NFS mounts at boot time prevent boot or print spurious errors

Bug #504224 reported by Alvin
120
This bug affects 22 people
Affects Status Importance Assigned to Milestone
mountall (Ubuntu)
Fix Released
Medium
Unassigned
Lucid
Fix Released
Medium
Unassigned

Bug Description

Binary package hint: mountall

karmic: mountall 1.0

When mounting NFS shares at boot, the first mount attempt usually fails since rpc or portmap are not running, or the network itself is not up yet.

These errors appear although the filesystem will be mounted successfully later on, so the user cannot distinguish them from "real" mount failures that need intervention by the admin.

Even worse, when the NFS mounts happen to be for a mountpoint that mountall considers essential for boot (like /home), the user is dropped to an emergency shell and system refuses to boot.

A temporary workaround is to add "nobootwait" for the affected mountpoints, but this causes the system to continue booting even if the mountpoint is not available when the network is set up correctly, i.e. if there is a real problem with the NFS server.

Proposed fix:

mountall should not try to mount any network file systems when called the first time. Only when the network is up and mountall receives SIGUSR1 it should try to do so. If this does not work at *that* point, mountall should print an error (and stop the boot for essential mount points) as before.

Revision history for this message
Johan Walles (walles) wrote :

For clarification, if this is the same thing I'm having it's preventing my machine from booting.

I have about 10 NFS mounts, and my machine hangs on boot with the above printouts.

To work around this, and boot into X so I can log in, I can enter the recovery shell, do "mount -a", and exit the recovery shell.

This enables me to boot into X. I still cannot access my virtual text consoles after this; I assume that the boot process is still waiting for something else...

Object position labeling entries
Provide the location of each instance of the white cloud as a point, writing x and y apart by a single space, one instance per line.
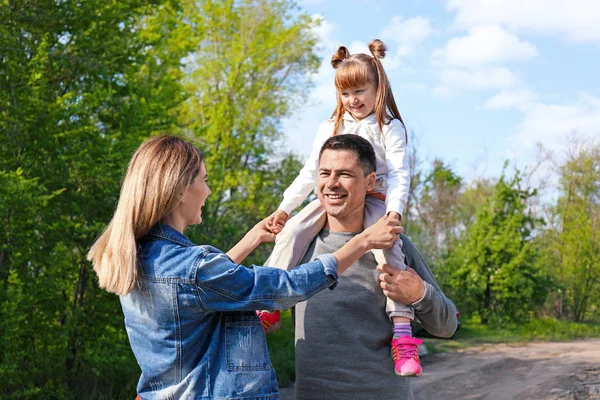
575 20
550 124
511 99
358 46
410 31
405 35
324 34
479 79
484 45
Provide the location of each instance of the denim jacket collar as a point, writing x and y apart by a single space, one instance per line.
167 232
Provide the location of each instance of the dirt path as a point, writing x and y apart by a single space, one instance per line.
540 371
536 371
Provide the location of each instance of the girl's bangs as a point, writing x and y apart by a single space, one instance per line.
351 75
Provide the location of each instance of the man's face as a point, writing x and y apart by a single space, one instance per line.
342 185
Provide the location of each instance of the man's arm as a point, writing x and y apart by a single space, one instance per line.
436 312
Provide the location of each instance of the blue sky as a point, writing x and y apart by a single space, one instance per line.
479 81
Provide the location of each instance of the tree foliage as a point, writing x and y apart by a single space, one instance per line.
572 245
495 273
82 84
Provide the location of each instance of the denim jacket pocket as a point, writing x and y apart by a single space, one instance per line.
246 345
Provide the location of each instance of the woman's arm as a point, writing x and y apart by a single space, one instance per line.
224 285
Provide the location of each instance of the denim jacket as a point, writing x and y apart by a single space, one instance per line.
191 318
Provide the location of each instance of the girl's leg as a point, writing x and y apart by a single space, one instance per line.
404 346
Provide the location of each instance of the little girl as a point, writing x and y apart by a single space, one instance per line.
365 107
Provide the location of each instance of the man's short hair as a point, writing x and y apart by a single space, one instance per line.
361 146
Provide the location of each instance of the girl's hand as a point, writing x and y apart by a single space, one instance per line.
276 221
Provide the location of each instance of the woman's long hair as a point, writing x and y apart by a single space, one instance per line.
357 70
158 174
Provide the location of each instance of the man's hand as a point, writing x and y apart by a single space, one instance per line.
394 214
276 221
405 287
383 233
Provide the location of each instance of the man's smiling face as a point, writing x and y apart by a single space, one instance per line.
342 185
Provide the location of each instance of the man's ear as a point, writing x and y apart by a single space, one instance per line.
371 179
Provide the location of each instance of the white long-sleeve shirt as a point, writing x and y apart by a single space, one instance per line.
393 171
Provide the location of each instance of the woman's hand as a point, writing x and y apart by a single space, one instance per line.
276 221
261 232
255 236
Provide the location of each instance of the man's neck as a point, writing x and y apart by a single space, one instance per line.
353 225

> Required actions:
A – In the NFS boot bug report, what option is given as a temporary workaround for the affected mountpoints?
B – Please carry on the NFS boot bug thread past the last comment shown.

> Per-task answers:
A – Adding "nobootwait" for the affected mountpoints.

B –
Revision history for this message
Alvin (alvind) wrote : Re: [Bug 504224] Re: Inconsistent error message: Filesystem could not be mounted

On Thursday 07 January 2010 14:47:33 Johan Walles wrote:
> For clarification, if this is the same thing I'm having it's preventing
> my machine from booting.

This bug is only about the error messages. They are the same and that makes it
difficult to know what is going on. (However, I do have a lot of machines that
suffer from the same problem as yours and can't boot.)

> I have about 10 NFS mounts, and my machine hangs on boot with the above
> printouts.
>
> To work around this, and boot into X so I can log in, I can enter the
> recovery shell, do "mount -a", and exit the recovery shell.

The same is the case on my servers. I think the problem you describe is caused
by bug #470776. The situation is not very consistent. Some machines simply
can't boot and others boot, but don't mount NFS. Still others (like the
example) do boot and mount the shares, but tell me it didn't work. (That's
what this bug is about.) There is also bug #431248 with some discussion, but
that one is considered fixed.

> This enables me to boot into X. I still cannot access my virtual text
> consoles after this; I assume that the boot process is still waiting for
> something else...

That might be something else, like a problem with the video driver.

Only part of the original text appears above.